- What you have to do
Render the data from its start up to and including the line with "column 146, row 248" as a numbered list, omitting blank lines.

- Items
##############################
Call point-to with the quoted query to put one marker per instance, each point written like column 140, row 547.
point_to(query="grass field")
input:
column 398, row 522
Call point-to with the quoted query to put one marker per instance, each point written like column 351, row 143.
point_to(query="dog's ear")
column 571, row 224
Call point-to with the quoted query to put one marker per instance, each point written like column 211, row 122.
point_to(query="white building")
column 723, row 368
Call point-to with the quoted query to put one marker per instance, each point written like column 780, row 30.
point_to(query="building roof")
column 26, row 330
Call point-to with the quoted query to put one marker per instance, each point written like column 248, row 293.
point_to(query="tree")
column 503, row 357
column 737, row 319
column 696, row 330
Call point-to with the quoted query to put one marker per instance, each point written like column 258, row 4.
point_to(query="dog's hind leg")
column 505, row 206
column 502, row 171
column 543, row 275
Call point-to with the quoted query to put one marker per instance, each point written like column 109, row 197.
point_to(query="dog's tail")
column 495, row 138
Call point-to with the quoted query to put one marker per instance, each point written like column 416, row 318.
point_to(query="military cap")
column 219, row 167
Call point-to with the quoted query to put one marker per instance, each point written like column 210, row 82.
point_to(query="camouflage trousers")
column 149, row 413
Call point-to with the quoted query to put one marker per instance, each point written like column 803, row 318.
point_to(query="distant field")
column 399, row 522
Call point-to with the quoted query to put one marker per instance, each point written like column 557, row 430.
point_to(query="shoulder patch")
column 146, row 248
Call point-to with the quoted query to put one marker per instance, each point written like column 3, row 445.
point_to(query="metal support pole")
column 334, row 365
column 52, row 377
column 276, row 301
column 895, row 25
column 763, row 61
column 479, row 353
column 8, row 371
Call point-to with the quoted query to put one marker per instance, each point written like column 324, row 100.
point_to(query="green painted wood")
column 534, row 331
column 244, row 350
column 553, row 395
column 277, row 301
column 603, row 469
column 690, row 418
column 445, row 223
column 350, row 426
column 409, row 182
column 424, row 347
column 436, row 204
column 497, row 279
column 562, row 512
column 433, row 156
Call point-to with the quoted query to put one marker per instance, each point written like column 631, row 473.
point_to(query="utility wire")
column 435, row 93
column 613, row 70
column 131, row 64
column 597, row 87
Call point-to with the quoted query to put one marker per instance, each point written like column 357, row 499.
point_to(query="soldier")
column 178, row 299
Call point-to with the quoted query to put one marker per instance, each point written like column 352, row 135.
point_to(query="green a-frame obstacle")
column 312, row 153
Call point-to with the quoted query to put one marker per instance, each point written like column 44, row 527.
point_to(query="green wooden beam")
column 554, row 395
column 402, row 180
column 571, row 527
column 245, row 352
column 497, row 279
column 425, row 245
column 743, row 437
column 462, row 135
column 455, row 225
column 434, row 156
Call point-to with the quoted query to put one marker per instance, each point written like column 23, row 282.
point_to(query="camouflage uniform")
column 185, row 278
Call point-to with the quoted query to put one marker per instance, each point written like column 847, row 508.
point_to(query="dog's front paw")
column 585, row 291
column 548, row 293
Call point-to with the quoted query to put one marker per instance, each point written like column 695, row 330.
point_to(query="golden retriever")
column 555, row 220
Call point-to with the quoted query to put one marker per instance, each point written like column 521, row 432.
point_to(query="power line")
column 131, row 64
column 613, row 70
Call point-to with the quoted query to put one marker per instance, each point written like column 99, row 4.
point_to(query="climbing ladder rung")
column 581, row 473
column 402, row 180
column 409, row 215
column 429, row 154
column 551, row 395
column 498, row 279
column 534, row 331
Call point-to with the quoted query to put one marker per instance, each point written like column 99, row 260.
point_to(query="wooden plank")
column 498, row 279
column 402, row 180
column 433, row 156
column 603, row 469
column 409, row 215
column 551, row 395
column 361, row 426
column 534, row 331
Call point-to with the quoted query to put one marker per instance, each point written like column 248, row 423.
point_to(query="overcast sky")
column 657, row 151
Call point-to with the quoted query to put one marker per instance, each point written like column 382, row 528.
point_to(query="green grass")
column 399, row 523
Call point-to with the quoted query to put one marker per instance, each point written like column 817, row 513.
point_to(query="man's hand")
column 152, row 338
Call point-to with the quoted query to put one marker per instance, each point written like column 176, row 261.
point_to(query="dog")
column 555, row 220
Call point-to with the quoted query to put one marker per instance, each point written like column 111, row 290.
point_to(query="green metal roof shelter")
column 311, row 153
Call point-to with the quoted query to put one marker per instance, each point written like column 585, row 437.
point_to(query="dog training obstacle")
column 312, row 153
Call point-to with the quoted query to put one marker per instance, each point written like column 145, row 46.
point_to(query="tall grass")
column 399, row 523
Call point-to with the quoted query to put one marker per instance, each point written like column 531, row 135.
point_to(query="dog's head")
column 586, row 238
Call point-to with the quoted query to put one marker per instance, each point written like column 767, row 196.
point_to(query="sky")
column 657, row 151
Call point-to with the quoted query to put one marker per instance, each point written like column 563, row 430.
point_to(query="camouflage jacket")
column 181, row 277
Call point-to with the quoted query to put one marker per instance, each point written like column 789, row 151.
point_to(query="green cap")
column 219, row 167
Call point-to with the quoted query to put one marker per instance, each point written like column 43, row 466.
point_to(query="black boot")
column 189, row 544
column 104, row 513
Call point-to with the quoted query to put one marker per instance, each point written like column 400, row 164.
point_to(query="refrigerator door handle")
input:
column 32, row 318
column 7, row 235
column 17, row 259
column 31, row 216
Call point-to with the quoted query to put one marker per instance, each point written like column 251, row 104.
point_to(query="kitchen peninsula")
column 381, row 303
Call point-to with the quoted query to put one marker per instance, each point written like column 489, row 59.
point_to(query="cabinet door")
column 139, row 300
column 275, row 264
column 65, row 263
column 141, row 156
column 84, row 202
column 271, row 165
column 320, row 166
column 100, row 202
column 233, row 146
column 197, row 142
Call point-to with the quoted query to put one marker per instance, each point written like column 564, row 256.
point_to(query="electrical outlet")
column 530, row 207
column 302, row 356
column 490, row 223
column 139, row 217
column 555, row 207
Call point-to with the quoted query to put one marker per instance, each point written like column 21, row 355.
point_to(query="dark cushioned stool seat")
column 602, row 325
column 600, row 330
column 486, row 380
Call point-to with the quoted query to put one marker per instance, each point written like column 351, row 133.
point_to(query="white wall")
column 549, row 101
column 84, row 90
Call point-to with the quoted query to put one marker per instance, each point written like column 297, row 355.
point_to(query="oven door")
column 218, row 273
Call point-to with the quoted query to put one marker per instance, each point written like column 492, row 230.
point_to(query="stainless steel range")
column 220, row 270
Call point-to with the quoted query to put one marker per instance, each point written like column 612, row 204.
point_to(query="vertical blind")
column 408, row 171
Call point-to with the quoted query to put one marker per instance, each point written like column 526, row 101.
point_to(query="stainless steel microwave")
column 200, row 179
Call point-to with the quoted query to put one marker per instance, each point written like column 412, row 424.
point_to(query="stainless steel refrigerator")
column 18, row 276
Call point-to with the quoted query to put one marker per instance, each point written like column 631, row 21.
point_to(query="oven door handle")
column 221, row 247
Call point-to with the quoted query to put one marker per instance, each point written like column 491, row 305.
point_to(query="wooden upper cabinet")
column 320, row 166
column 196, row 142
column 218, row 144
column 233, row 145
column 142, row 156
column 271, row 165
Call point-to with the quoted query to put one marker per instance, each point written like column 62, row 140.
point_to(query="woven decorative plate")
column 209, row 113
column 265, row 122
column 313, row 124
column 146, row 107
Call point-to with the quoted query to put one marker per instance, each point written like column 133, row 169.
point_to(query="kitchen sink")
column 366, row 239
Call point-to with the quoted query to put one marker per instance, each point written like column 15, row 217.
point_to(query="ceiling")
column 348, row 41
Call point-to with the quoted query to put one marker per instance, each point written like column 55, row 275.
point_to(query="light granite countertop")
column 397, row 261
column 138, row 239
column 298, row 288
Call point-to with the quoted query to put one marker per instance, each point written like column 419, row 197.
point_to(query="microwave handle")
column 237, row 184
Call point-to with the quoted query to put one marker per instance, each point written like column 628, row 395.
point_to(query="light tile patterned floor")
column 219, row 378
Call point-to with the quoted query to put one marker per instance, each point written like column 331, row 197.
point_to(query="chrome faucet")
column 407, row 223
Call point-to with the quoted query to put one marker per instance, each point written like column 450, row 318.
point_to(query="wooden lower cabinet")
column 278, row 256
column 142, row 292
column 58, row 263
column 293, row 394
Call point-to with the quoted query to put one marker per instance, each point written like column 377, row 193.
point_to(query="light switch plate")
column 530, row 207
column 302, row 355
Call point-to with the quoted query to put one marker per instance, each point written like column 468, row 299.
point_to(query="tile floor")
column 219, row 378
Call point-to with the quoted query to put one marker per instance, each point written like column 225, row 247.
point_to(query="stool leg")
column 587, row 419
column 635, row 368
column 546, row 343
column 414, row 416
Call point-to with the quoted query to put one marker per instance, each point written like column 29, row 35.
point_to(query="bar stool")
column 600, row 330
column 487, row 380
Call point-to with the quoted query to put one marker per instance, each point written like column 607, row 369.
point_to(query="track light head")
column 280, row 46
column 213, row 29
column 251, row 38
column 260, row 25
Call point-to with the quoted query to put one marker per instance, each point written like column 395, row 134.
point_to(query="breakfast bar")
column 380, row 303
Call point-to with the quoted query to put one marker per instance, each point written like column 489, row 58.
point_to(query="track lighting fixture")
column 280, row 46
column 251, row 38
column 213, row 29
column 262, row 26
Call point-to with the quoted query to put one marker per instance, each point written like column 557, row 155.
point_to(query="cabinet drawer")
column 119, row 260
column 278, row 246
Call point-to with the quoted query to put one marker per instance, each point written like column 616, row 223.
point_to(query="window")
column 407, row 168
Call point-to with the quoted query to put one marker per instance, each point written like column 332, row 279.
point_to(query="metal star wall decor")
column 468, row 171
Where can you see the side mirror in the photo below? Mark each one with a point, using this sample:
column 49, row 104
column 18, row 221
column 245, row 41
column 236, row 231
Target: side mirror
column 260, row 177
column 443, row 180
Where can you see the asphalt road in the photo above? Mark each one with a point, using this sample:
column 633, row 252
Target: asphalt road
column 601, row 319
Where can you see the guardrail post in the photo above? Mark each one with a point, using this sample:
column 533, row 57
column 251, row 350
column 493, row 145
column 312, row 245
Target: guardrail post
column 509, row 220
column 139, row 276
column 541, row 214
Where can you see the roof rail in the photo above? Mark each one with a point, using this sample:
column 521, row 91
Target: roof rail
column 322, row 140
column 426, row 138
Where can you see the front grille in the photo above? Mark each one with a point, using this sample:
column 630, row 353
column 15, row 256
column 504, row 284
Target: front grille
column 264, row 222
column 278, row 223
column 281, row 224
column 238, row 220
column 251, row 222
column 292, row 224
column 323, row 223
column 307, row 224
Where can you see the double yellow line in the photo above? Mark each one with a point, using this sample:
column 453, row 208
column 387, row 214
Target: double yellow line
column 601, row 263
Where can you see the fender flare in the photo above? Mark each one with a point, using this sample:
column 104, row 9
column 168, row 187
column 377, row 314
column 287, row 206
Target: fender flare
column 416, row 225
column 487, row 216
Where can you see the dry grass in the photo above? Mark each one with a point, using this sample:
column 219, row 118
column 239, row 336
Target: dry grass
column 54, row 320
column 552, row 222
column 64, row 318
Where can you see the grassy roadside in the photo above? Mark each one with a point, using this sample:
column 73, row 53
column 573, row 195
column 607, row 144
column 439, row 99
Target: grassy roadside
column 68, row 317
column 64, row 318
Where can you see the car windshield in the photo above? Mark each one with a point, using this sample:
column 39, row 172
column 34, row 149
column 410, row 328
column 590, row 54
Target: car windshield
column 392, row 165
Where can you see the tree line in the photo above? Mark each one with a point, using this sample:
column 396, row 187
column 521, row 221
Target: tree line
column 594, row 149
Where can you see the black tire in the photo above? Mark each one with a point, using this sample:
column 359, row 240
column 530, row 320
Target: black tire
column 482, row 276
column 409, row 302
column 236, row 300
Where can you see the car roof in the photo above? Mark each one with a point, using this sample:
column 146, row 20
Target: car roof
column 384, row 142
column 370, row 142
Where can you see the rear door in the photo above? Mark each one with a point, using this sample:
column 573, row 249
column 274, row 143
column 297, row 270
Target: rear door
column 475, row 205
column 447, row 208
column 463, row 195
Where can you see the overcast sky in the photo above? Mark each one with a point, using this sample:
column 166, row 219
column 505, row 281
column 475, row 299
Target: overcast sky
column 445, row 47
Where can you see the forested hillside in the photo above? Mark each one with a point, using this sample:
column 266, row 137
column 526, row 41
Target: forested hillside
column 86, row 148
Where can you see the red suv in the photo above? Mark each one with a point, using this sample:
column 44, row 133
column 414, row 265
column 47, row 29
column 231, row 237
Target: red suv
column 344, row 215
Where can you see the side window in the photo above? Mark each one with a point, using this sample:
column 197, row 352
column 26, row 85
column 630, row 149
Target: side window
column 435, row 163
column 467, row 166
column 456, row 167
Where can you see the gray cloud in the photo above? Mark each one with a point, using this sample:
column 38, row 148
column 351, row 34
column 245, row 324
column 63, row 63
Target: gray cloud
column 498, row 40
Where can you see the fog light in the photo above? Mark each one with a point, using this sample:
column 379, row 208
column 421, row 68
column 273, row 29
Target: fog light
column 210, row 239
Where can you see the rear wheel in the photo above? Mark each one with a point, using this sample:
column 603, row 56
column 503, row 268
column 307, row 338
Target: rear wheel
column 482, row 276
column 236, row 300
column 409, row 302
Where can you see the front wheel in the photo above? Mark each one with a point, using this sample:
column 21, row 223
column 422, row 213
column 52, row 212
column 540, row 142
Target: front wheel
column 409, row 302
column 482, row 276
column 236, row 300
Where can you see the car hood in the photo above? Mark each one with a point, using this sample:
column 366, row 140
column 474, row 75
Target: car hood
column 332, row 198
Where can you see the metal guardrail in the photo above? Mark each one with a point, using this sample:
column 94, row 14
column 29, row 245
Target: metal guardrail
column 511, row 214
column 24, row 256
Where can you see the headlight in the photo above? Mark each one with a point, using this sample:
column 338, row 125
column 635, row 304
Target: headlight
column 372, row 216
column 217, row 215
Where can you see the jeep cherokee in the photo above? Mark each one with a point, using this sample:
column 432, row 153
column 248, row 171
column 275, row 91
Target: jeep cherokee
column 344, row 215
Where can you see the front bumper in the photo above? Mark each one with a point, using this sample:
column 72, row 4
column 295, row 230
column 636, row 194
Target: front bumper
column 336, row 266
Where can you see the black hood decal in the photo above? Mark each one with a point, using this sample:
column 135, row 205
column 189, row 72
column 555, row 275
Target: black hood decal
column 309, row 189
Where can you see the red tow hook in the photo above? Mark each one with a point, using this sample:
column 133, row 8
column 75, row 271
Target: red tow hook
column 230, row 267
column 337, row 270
##############################
- Written response
1. Call point-to with the quoted query to put one marker per instance, each point written like column 140, row 547.
2. point_to(query="grass field")
3. input:
4. column 398, row 522
5. Call point-to with the quoted query to put one marker per instance, each point written like column 351, row 143.
6. point_to(query="dog's ear")
7. column 571, row 224
8. Call point-to with the quoted query to put one marker per instance, each point written like column 211, row 122.
9. point_to(query="white building")
10. column 723, row 368
11. Call point-to with the quoted query to put one marker per instance, each point written like column 780, row 30.
12. point_to(query="building roof")
13. column 26, row 330
14. Call point-to with the quoted query to put one marker per instance, each point written like column 248, row 293.
15. point_to(query="tree")
16. column 503, row 357
17. column 737, row 319
18. column 696, row 330
19. Call point-to with the quoted query to put one marker per instance, each point written like column 258, row 4.
20. point_to(query="dog's hind leg")
21. column 505, row 206
22. column 502, row 171
23. column 543, row 275
24. Call point-to with the quoted query to put one marker per instance, each point written like column 109, row 197.
25. point_to(query="dog's tail")
26. column 495, row 138
27. Call point-to with the quoted query to put one marker per instance, each point written like column 416, row 318.
28. point_to(query="military cap")
29. column 219, row 167
30. Call point-to with the quoted query to put one marker per instance, each point written like column 210, row 82.
31. point_to(query="camouflage trousers")
32. column 149, row 413
33. Call point-to with the quoted query to put one marker per instance, each point written like column 803, row 318.
34. point_to(query="distant field")
35. column 399, row 522
36. Call point-to with the quoted query to put one marker per instance, each point written like column 557, row 430.
37. point_to(query="shoulder patch")
38. column 146, row 248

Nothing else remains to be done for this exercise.